======== DATA ========

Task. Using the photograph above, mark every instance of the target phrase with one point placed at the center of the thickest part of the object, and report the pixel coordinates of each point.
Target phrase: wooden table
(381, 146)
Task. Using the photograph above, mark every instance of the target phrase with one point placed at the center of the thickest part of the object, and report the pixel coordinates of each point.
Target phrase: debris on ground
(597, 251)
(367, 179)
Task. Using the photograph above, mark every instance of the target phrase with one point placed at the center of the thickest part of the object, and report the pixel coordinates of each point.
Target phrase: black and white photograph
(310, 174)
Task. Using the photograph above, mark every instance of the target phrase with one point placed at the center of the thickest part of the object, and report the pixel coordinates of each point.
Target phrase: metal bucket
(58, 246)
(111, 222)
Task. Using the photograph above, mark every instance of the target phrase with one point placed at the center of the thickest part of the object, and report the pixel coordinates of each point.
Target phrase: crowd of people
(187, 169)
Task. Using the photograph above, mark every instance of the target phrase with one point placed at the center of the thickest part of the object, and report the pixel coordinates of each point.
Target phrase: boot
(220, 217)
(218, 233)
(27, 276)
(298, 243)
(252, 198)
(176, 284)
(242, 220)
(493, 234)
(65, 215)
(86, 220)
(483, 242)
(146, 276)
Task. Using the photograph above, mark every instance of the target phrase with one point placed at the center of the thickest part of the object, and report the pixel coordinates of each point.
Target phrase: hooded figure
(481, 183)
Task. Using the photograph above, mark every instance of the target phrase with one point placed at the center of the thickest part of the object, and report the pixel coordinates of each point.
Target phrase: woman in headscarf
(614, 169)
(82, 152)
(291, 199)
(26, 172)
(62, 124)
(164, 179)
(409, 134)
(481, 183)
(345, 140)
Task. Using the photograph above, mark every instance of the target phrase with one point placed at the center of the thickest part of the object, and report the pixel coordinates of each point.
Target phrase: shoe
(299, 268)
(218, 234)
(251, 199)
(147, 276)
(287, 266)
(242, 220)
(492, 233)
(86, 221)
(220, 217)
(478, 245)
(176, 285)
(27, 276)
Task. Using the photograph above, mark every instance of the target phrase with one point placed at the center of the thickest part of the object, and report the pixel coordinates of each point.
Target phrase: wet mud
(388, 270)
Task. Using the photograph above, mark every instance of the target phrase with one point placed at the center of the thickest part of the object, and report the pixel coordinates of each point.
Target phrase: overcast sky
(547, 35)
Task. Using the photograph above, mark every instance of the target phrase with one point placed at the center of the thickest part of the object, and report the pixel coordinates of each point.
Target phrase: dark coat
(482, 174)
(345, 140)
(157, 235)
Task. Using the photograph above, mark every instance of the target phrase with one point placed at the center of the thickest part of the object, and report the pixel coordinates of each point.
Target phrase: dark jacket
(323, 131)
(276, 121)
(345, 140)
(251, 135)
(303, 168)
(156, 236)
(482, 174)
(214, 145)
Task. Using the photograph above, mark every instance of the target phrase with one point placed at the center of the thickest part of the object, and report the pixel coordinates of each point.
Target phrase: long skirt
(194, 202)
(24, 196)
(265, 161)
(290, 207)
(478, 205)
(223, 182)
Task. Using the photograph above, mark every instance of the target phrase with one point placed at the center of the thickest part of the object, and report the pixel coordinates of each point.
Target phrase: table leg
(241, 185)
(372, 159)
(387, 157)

========

WHAT THIS TASK INVOLVES » Return the full data, every line of it, with nothing altered.

ANSWER TO THIS TASK »
Task. Using the photograph above, mark every instance of the target phrase with one point placed at the center of the thickest part of the object, and report the pixel coordinates of each point.
Target phrase: wooden table
(381, 146)
Task. Using the photograph above, mark every instance of the target phrase with one point placed at the center of the thickest part of the object, and report the pixel coordinates of each point.
Target phrase: debris on ground
(597, 251)
(367, 179)
Task. Using the photograph above, mark every instance of the target phrase with one point placed at the center of the thickest part of the object, and report the pixel coordinates of each point.
Target phrase: black and white photograph
(310, 174)
Task. Using the photograph above, mark every instance of the target phrase with one point placed at the center of the thickest part of the object, and report the pixel coordinates of each point.
Target phrase: metal bucket
(58, 246)
(111, 222)
Task. Using the photograph above, mark every instance of the target phrase with one point placed at the center of the thickest part of the object, and report the pixel coordinates of each point.
Target phrase: crowd of people
(187, 169)
Task. Using the photograph above, mark every instance of the target phrase with one point placed at the center of the thickest part of the object, and report the pixel coordinates of each point.
Target phrase: boot
(220, 217)
(218, 233)
(27, 276)
(298, 243)
(252, 198)
(176, 284)
(242, 220)
(493, 234)
(65, 215)
(86, 220)
(483, 242)
(146, 276)
Task. Using the photograph above, mark every instance of the target phrase with one point placed at the center of the thickest part of the object, and report the pixel coordinates of each point.
Target phrase: hooded figure
(481, 183)
Task. Using the photograph above, mark every instance of the target phrase with one point placed at the center of the thickest part of the object, and report the pixel coordinates of each point.
Target phrase: woman in headscarf
(614, 169)
(82, 152)
(291, 199)
(26, 172)
(62, 124)
(164, 179)
(409, 134)
(481, 183)
(345, 140)
Task. Using the photograph above, mark every instance of the target phrase with one point placed at the center of the thickest part of the object, and report the pixel coordinates of each point.
Target phrase: shoe
(299, 268)
(218, 234)
(251, 199)
(147, 276)
(287, 266)
(242, 220)
(492, 233)
(86, 221)
(220, 217)
(478, 245)
(176, 285)
(27, 276)
Task. Using the photograph above, mark every instance of the target phrase with one point placed at the center of the thickest part of the object, and report the pixel coordinates of each point.
Target phrase: wet mud
(388, 270)
Task. Using the photograph above, mark every instance of the target phrase with one point placed at the center of the thickest part of the object, and report the pixel coordinates of each point.
Target phrase: overcast sky
(547, 35)
Task. Using the photograph above, mark every instance of the target phrase with one point placed at the center of the thickest part of the object, and report the pixel coordinates of each point.
Target phrase: dark coat
(482, 174)
(345, 140)
(157, 235)
Task. Using the photograph above, mark every instance of the target phrase with one point placed at the center of the thickest part of the object, and report the pixel coordinates of each point.
Target phrase: dark jacket
(323, 131)
(276, 121)
(345, 140)
(251, 135)
(303, 168)
(156, 236)
(482, 174)
(214, 145)
Task. Using the photograph above, mark every instance of the target phrase with one point placed at the center of the thickest part of the object, and report the pixel coordinates of each point.
Target phrase: long skirt
(194, 202)
(24, 196)
(265, 161)
(290, 207)
(478, 205)
(223, 182)
Task. Using the photograph above, mark every instance of the target phrase with one point placed at the center of the thickest part of the object, and report the pixel coordinates of each point.
Target phrase: table leg
(241, 185)
(372, 159)
(387, 157)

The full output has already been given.